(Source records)
┄┄┄┄┄┄┄┄┄┄┄┄┄┄┄┄┄┄┄┄

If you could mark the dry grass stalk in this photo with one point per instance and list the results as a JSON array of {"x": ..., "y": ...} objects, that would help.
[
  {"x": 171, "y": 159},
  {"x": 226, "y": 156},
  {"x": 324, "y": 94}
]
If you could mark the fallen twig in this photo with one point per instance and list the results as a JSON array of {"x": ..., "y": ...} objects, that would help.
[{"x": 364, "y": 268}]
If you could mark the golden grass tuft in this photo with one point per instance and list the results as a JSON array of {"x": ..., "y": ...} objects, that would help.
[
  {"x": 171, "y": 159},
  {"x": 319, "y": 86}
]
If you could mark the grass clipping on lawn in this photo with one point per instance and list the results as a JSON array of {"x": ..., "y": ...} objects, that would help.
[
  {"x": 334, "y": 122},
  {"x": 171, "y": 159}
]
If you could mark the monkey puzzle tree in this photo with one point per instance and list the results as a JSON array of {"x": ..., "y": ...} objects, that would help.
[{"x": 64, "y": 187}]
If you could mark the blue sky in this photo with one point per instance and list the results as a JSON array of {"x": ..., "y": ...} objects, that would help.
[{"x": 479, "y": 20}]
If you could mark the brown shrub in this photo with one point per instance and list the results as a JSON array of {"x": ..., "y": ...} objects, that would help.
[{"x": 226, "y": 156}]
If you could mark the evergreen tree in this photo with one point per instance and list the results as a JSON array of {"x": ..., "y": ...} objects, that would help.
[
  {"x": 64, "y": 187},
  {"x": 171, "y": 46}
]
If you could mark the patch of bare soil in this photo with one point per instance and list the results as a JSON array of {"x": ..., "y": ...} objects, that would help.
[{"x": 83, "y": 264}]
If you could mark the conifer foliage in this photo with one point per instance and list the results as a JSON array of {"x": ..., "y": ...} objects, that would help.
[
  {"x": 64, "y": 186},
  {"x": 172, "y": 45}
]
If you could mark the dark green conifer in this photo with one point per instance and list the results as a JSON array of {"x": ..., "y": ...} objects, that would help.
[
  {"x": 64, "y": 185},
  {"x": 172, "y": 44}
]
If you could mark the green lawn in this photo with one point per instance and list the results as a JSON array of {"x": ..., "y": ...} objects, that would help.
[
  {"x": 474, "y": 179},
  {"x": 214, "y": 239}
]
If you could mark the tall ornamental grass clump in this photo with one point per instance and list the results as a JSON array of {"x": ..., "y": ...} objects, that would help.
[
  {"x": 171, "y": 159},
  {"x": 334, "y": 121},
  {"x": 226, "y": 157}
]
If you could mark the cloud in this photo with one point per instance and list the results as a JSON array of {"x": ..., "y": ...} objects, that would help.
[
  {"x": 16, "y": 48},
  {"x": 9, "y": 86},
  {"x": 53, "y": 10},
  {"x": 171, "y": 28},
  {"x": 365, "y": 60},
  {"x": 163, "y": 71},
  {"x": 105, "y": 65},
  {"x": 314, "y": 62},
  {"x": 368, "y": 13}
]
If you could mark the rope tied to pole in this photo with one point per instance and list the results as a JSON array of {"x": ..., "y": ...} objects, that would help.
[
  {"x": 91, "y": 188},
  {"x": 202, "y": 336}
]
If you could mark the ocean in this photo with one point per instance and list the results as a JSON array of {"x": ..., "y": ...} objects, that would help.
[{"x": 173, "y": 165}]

┄┄┄┄┄┄┄┄┄┄┄┄┄┄┄┄┄┄┄┄

* **ASSIGNED TASK**:
The response has to give back every record verbatim.

* **WRITTEN ANSWER**:
If you could mark the dry grass stalk in this photo with one point per instance and list the results as a JSON array of {"x": ..., "y": ...} objects, that would help.
[
  {"x": 171, "y": 159},
  {"x": 226, "y": 156},
  {"x": 324, "y": 94}
]
If you could mark the fallen twig in this photo with one point per instance and list the results as a JSON array of {"x": ..., "y": ...} objects, that would help.
[{"x": 364, "y": 268}]
If you could mark the golden grass tuft in this photo with one point per instance and list the results as a JSON array of {"x": ..., "y": ...} objects, that would help.
[
  {"x": 171, "y": 159},
  {"x": 319, "y": 86}
]
If you could mark the grass clipping on lawn in this photo with one point per instance and list the results as a JSON array of {"x": ..., "y": ...} objects, that would help.
[
  {"x": 334, "y": 122},
  {"x": 171, "y": 159}
]
If you could mark the monkey puzzle tree in this photo with one point per instance and list the results as a JSON array of {"x": ..., "y": ...} objects, that would help.
[{"x": 64, "y": 187}]
If you could mark the blue sky in this photo with one point per instance and list the results as a JSON array of {"x": ..., "y": ...} objects, that would help.
[{"x": 479, "y": 20}]
If you could mark the brown shrub in this photo with one point per instance and list the results as a JSON array of {"x": ..., "y": ...} objects, that would help.
[{"x": 226, "y": 156}]
If you could mark the evergreen tree in this photo with one point per instance and list the results as a JSON array of {"x": ..., "y": ...} objects, that would help.
[
  {"x": 64, "y": 187},
  {"x": 171, "y": 46}
]
If you could mark the patch of bare soil in this photo with one point per instance and list the results as a JSON array of {"x": ..., "y": ...} objects, that would help.
[{"x": 83, "y": 264}]
If you could mark the conifer foliage in this photo with one point per instance and list the results as a JSON array of {"x": ..., "y": ...} objects, that would help.
[
  {"x": 64, "y": 186},
  {"x": 172, "y": 45}
]
If you could mark the dark green conifer in this photo with one point per instance and list the results as a JSON array of {"x": ..., "y": ...} objects, that would help.
[
  {"x": 64, "y": 185},
  {"x": 172, "y": 44}
]
If you could mark the green lawn in this photo with one point per instance and list the results as a JSON array of {"x": ..., "y": ...} objects, that would help.
[
  {"x": 474, "y": 179},
  {"x": 214, "y": 239}
]
If you could mark the tall ornamental grass clump in this photo with one point per instance and list the results as a JSON array of {"x": ..., "y": ...} objects, that would help.
[
  {"x": 171, "y": 159},
  {"x": 334, "y": 121},
  {"x": 226, "y": 157}
]
If you could mark the cloud in this photo with one point per instance and list the results as a JSON array of {"x": ..., "y": ...} objects, that would help.
[
  {"x": 16, "y": 48},
  {"x": 9, "y": 86},
  {"x": 53, "y": 10},
  {"x": 171, "y": 28},
  {"x": 365, "y": 60},
  {"x": 163, "y": 71},
  {"x": 105, "y": 65},
  {"x": 314, "y": 62},
  {"x": 368, "y": 13}
]
If you could mark the rope tied to pole in this photo with one point per instance and list the results as a JSON array of {"x": ..., "y": ...} objects, that would help.
[
  {"x": 91, "y": 188},
  {"x": 202, "y": 336}
]
If you could mark the ocean in this photo with one point per instance and list the results as a JSON array of {"x": ..., "y": ...} objects, that would help.
[{"x": 173, "y": 165}]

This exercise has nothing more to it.